Retype the records that follow, every line exactly as written.

*** Input data Section Begins ***

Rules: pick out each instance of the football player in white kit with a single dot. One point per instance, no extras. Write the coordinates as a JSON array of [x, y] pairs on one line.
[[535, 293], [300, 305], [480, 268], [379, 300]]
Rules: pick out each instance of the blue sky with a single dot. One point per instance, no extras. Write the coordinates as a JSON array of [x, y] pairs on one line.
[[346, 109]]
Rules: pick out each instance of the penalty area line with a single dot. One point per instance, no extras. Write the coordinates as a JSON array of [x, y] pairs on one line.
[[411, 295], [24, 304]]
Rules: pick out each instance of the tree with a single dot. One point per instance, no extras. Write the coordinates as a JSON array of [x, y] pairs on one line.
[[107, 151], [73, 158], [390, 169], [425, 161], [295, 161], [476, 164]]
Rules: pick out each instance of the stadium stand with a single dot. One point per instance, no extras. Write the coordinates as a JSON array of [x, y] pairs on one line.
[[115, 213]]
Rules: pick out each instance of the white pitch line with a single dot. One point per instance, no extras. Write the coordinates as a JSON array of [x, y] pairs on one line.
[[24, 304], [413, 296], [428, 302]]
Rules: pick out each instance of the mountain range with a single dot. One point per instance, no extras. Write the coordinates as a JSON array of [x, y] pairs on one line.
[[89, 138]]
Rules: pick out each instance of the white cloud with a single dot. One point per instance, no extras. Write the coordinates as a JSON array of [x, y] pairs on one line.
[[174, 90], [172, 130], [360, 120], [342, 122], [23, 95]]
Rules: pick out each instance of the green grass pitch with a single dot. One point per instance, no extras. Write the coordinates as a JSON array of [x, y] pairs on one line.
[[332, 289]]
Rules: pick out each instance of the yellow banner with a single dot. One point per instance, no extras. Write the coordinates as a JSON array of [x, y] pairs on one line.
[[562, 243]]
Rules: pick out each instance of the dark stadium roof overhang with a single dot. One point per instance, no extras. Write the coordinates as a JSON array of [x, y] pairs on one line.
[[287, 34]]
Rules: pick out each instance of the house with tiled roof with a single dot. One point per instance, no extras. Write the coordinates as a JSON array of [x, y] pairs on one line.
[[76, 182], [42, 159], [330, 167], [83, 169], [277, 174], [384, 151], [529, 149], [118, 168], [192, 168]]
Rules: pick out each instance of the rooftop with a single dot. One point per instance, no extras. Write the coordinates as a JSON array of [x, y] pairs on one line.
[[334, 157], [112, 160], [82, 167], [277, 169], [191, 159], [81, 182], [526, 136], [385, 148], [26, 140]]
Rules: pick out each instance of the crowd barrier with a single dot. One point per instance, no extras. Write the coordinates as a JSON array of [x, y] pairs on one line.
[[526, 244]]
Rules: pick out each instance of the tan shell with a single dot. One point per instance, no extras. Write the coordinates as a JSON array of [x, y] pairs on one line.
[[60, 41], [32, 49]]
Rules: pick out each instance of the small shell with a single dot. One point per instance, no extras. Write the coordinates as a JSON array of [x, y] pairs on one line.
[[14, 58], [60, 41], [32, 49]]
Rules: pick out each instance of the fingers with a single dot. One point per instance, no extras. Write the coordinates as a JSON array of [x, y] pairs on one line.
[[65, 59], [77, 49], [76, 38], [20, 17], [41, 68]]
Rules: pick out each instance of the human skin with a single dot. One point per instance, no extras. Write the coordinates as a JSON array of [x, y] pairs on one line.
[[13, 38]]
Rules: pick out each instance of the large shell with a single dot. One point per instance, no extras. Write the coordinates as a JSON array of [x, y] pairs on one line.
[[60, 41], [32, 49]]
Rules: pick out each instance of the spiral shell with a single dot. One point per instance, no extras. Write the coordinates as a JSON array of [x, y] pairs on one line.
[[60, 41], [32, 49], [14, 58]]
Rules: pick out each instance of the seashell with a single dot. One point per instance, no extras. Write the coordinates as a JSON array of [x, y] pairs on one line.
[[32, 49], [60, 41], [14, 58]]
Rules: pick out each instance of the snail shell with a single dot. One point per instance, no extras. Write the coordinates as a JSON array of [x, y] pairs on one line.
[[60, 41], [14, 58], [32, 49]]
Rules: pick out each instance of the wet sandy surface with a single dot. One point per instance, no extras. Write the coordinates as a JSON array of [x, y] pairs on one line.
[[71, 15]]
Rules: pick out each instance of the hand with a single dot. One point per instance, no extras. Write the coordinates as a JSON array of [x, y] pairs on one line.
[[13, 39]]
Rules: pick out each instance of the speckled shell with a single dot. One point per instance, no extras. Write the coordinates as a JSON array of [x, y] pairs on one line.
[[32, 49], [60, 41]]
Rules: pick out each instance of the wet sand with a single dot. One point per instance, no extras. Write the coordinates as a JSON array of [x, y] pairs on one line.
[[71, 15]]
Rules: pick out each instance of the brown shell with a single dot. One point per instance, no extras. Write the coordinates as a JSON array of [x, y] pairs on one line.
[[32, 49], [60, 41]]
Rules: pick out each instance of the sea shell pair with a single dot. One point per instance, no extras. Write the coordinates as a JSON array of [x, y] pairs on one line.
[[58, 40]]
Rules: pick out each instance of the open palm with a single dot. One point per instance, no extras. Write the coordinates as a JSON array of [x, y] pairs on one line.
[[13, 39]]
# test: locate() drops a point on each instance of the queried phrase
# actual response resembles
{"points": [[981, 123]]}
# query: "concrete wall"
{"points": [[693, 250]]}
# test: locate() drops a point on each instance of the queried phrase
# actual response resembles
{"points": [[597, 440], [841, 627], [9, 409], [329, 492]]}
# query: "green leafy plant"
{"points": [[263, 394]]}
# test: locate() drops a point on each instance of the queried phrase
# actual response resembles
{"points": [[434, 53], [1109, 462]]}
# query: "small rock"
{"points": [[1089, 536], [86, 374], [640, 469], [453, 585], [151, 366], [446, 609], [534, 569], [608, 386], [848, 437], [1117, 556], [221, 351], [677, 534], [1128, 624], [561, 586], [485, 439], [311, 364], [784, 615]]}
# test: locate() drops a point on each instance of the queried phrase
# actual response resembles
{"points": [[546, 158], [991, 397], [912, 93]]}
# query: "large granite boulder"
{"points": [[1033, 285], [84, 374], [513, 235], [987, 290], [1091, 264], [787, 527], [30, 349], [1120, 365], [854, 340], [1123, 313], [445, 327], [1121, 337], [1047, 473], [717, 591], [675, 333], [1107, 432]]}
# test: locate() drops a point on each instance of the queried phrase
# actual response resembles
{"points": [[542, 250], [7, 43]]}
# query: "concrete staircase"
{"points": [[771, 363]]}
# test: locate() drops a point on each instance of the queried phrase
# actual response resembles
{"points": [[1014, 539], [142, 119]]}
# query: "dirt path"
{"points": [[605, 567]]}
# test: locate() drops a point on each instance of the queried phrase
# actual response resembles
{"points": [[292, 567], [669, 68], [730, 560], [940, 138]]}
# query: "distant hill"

*** Input data Section Ends ***

Answer space:
Rules: pick out each instance of the football player in white kit with a single dot. One point per instance, no extras. Write the coordinates as a JSON array of [x, y] pairs on one line.
[[535, 293], [300, 305], [480, 268], [379, 300]]
Rules: pick out each instance of the blue sky with a single dot. One point per instance, no extras. Write the coordinates as a JSON array of [x, y] pairs on one line.
[[346, 109]]
Rules: pick out each instance of the penalty area line with a single dot. One point per instance, no extras. Write the coordinates as a JSON array of [x, y] pairs on one line.
[[411, 295], [24, 304]]
Rules: pick out each instance of the tree with a single dot. One point per instance, no extras. Write the coordinates as a JSON array of [x, y] pairs on one line.
[[107, 151], [73, 158], [390, 169], [425, 161], [295, 161], [476, 164]]
Rules: pick out each instance of the stadium stand with a single dot. One point per instance, no extras. Write the coordinates as a JSON array of [x, y] pairs on one line.
[[115, 213]]
Rules: pick out each instance of the white pitch line with a single dot. One point per instance, no extras. Write the coordinates as a JSON array of [x, y] pairs on one line.
[[24, 304], [413, 296], [428, 302]]
Rules: pick out each instance of the mountain range with a single dot. One point per instance, no extras. Write the coordinates as a JSON array of [x, y] pairs on one line.
[[89, 138]]
Rules: pick out each instance of the white cloud with a single dot. One point per instance, no extras. Write the coordinates as a JSON array of [x, y] pairs on one line.
[[174, 90], [172, 130], [360, 120], [342, 122], [23, 95]]
Rules: pick out each instance of the green grass pitch with a single dot. One point per instance, no extras. Write the coordinates as a JSON array of [x, y] pairs on one line.
[[332, 289]]
Rules: pick out each instance of the yellow banner with a single dot. One point per instance, no extras. Write the coordinates as a JSON array of [x, y] pairs on one line.
[[562, 243]]
Rules: pick out each instance of the dark stadium roof overhang with a single dot. One point per instance, no extras. Write the coordinates as a JSON array of [x, y] pairs on one line.
[[287, 34]]
Rules: pick out each instance of the house with tiled roof with a single dot. One point per instance, no extras. Write the coordinates as a JSON array of [x, y] pairs on one line.
[[76, 182], [42, 159], [330, 167], [83, 169], [277, 174], [384, 151], [529, 149], [118, 168], [192, 168]]
Rules: pick out each instance of the rooftop with a single dot. One point per instance, no extras. Write the coordinates as a JSON array of [x, y] pairs on one line.
[[334, 157], [112, 160], [82, 167], [277, 169], [191, 159], [81, 182], [526, 136], [385, 148], [26, 140]]
Rules: pick out each instance of the crowd barrier with a single dot. One point per instance, no extras. Write the coordinates as a JSON array of [x, y] pairs on one line.
[[526, 244]]
Rules: pick out each instance of the tan shell with a single dot. One point per instance, no extras. Write the coordinates as a JSON array of [x, y] pairs on one line.
[[60, 41], [32, 49]]
Rules: pick out each instance of the small shell with a single dot. One point per instance, no extras. Write the coordinates as a JSON array of [x, y] pairs on one line.
[[14, 58], [60, 41], [32, 49]]
Rules: pick out each instance of the fingers with a single dot. One point per instance, no extras. Write the coordinates as a JSON array of [x, y] pairs on one line.
[[65, 59], [77, 49], [76, 38], [20, 17], [41, 68]]
Rules: pick out each instance of the human skin with a single dot. One point per instance, no extras. Write the coordinates as a JSON array of [x, y] pairs on one line.
[[13, 38]]
Rules: pick out each instance of the large shell with a single dot. One point per instance, no extras. Write the coordinates as a JSON array of [x, y] pairs on one line.
[[60, 41], [32, 49]]
Rules: pick out each instance of the spiral shell with a single dot. One point per instance, no extras. Write the coordinates as a JSON array of [x, y] pairs on one line.
[[60, 41], [32, 49], [14, 58]]
Rules: pick out each instance of the seashell with a single dot. One point per instance, no extras. Write the coordinates as a JSON array of [x, y] pairs on one line.
[[32, 49], [60, 41], [14, 58]]
Rules: pick out each instance of the snail shell with a single dot. One point per instance, no extras. Write the coordinates as a JSON array of [x, y] pairs on one line.
[[60, 41], [14, 58], [32, 49]]
Rules: pick out each instance of the wet sandy surface with a single dot. One point per instance, no extras. Write the coordinates as a JSON array of [x, y] pairs on one line.
[[71, 15]]
Rules: pick out each instance of the hand with a single dot. One point per instance, no extras. Write the coordinates as a JSON array of [x, y] pairs on one line.
[[13, 39]]
Rules: pick out each instance of the speckled shell with a single dot. One point per instance, no extras. Write the coordinates as a JSON array of [x, y] pairs on one line.
[[32, 49], [60, 41]]
Rules: pick out each instance of the wet sand with a single dot. One point per instance, no extras. Write the coordinates as a JSON array of [x, y] pairs on one line.
[[71, 15]]
Rules: pick out each instance of the brown shell with a single dot. One point per instance, no extras. Write the coordinates as a JSON array of [x, y] pairs on one line.
[[32, 49], [60, 41]]
Rules: pick out each instance of the sea shell pair with a single dot. One point per instance, no extras. Write the coordinates as a JSON array of [x, y] pairs on one line.
[[58, 40]]
Rules: pick out each instance of the open palm with a single dot. One point per instance, no extras. Write the coordinates as a JSON array of [x, y] pairs on one line.
[[13, 39]]
# test: locate() drops a point on each instance of the queried phrase
# actual response resembles
{"points": [[981, 123]]}
# query: "concrete wall"
{"points": [[693, 250]]}
# test: locate() drops a point on each instance of the queried phrase
# actual response resembles
{"points": [[597, 440], [841, 627], [9, 409], [329, 492]]}
# query: "green leafy plant"
{"points": [[263, 394]]}
# test: locate() drops a point on each instance of the queried phrase
# actual response resembles
{"points": [[434, 53], [1109, 462]]}
# query: "small rock"
{"points": [[1089, 536], [86, 374], [640, 469], [453, 585], [151, 366], [446, 609], [534, 569], [608, 386], [848, 437], [1117, 556], [221, 351], [677, 534], [1128, 624], [561, 586], [485, 439], [311, 364], [784, 615]]}
# test: locate() drops a point on each instance of the queried phrase
# actual response resembles
{"points": [[546, 158], [991, 397], [912, 93]]}
# query: "large granite boulder"
{"points": [[1033, 285], [84, 374], [513, 235], [987, 290], [1091, 264], [787, 527], [30, 349], [1120, 365], [854, 340], [1123, 313], [445, 327], [1121, 337], [1047, 473], [717, 591], [675, 333], [1107, 432]]}
# test: locate() drops a point on each instance of the queried phrase
# actual response resembles
{"points": [[542, 250], [7, 43]]}
# query: "concrete staircase"
{"points": [[771, 363]]}
# test: locate() drops a point on each instance of the queried phrase
# actual response resembles
{"points": [[1014, 539], [142, 119]]}
# query: "dirt path"
{"points": [[605, 567]]}
# test: locate() drops a point on each instance of the queried phrase
# actual response resembles
{"points": [[292, 567], [669, 68], [730, 560], [940, 138]]}
# query: "distant hill"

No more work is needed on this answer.